▶ DOCUMENTO DE ORIGEN
===
Cada vez es
más evidente que el triunfo de Andrés Manuel López Obrador en las elecciones
presidenciales del 2018 no constituyó el triunfo de un Proyecto Nacional para
que la mayoría del pueblo de México dejara de ser explotado por una minoría
rapaz y corrupta, aliada al crimen organizado y a la potencia hegemónica.
Con el paso
de los meses se ha hecho evidente que el triunfo de López Obrador fue el suyo,
no el de un movimiento que aglutinara a numerosas fuerzas sociales capaces de
transformar de fondo al país.
Lo único que
se logró fue que la desesperación y el hartazgo social, finalmente se expresara
en las urnas, pero sin un proyecto consensuado entre clases trabajadoras,
medias, intelectuales, pequeños y medianos empresarios e incluso sectores de
las fuerzas armadas y de seguridad.
Todo fue un
ejercicio de coyuntura, realizado por pequeños grupos de allegados al entonces
candidato presidencial López Obrador, que trazaron líneas generales y buenas
intenciones en un proyecto presentado para el consumo electoral; pero que, una
vez llegado al poder el candidato, ha dejado de lado y ha gobernado de acuerdo
a su única y específica visión del país.
===
▶ DATOS PROPORCIONADOS
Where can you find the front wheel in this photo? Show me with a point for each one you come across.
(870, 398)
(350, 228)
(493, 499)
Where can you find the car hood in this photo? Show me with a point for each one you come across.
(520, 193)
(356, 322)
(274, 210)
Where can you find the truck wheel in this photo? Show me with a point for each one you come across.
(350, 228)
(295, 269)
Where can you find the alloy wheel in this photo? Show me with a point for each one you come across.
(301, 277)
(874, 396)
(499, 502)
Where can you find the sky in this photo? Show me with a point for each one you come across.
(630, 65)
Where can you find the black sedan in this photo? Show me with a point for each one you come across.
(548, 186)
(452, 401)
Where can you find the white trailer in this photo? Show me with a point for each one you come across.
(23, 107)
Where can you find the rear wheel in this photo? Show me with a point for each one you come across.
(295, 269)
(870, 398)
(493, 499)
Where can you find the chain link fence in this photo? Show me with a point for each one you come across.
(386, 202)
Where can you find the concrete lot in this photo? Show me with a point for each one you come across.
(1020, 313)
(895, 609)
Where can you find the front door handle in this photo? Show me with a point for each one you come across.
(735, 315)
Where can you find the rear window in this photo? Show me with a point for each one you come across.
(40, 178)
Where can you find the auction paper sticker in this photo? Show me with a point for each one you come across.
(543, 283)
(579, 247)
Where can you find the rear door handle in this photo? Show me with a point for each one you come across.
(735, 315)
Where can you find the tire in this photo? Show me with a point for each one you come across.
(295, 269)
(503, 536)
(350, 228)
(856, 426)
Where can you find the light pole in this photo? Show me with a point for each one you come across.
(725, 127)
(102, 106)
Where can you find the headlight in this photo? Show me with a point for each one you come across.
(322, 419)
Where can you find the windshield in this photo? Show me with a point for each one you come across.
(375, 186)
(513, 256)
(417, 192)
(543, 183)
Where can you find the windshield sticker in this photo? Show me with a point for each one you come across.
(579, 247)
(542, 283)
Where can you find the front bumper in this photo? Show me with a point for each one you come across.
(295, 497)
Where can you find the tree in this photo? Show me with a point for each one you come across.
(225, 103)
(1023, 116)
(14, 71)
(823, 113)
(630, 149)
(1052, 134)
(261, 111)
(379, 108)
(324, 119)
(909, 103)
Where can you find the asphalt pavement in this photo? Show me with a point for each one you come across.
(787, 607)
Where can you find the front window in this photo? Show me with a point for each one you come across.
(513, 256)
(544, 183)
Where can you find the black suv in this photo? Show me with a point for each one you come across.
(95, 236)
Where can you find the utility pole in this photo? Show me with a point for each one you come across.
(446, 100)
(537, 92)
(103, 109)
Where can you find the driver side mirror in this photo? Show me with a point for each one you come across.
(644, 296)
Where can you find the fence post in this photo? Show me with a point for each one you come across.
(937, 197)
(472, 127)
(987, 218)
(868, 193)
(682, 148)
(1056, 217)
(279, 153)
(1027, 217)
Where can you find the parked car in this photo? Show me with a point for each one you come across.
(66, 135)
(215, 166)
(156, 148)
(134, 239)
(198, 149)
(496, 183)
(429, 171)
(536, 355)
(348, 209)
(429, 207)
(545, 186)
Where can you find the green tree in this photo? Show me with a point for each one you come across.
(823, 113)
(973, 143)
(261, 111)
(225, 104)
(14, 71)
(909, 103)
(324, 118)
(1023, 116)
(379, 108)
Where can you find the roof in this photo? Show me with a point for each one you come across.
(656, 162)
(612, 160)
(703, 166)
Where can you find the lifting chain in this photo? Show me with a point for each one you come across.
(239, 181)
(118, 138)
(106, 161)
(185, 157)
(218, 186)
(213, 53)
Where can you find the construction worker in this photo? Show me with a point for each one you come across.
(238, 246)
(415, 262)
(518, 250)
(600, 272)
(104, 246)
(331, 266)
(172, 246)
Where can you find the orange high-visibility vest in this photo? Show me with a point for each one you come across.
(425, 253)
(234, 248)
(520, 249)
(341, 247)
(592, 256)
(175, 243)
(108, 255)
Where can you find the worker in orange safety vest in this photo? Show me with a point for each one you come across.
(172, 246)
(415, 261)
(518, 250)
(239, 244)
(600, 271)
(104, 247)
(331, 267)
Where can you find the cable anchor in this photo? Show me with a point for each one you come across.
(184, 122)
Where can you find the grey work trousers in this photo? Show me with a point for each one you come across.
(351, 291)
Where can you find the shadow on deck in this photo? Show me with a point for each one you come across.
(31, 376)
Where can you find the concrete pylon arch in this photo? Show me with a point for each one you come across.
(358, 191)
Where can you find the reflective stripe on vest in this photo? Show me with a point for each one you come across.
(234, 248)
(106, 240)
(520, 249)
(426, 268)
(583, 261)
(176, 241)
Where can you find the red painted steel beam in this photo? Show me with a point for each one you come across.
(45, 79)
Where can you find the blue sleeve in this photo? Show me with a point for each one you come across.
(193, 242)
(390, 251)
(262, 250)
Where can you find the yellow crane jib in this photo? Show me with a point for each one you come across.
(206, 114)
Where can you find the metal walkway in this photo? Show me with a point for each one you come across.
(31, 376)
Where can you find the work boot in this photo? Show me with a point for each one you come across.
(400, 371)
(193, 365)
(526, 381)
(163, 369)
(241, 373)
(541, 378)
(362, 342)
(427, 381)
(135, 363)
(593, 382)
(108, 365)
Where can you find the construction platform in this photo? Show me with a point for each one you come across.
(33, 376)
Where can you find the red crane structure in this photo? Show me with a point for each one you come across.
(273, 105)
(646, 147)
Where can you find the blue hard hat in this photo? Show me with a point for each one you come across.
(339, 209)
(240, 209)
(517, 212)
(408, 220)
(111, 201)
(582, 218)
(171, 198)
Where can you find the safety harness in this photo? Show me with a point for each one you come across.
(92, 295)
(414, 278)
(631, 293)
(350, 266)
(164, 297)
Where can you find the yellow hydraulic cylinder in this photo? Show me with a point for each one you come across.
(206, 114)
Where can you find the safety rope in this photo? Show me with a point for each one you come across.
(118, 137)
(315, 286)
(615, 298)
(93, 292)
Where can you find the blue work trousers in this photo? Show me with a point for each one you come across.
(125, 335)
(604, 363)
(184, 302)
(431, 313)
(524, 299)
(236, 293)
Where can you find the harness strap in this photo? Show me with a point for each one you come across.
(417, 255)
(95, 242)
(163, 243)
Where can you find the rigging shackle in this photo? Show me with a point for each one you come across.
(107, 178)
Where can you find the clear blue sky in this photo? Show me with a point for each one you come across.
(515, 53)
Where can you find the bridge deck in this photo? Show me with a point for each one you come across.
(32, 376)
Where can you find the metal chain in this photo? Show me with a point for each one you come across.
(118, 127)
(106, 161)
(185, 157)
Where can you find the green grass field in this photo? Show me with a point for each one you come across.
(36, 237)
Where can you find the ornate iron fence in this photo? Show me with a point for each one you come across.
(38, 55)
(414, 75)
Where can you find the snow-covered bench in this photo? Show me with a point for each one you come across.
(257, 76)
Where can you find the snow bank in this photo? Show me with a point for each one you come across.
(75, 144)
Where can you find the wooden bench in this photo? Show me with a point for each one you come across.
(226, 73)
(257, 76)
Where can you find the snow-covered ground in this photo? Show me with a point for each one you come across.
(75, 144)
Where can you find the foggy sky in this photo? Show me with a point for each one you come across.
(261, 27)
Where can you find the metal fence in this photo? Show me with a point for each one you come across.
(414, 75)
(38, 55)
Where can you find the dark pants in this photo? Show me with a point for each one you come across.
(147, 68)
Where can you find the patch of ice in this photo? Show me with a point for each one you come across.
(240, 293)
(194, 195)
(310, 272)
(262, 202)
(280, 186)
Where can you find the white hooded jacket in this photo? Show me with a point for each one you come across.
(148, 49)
===
▶ QUÉ SE PIDE
Reproduce al pie de la letra un pasaje del texto sobre el triunfo de López Obrador: empieza en las palabras que contienen "Con el paso" y detente después de "fondo al país.".

▶ SOLUCIÓN DEL EJERCICIO
Con el paso
de los meses se ha hecho evidente que el triunfo de López Obrador fue el suyo,
no el de un movimiento que aglutinara a numerosas fuerzas sociales capaces de
transformar de fondo al país.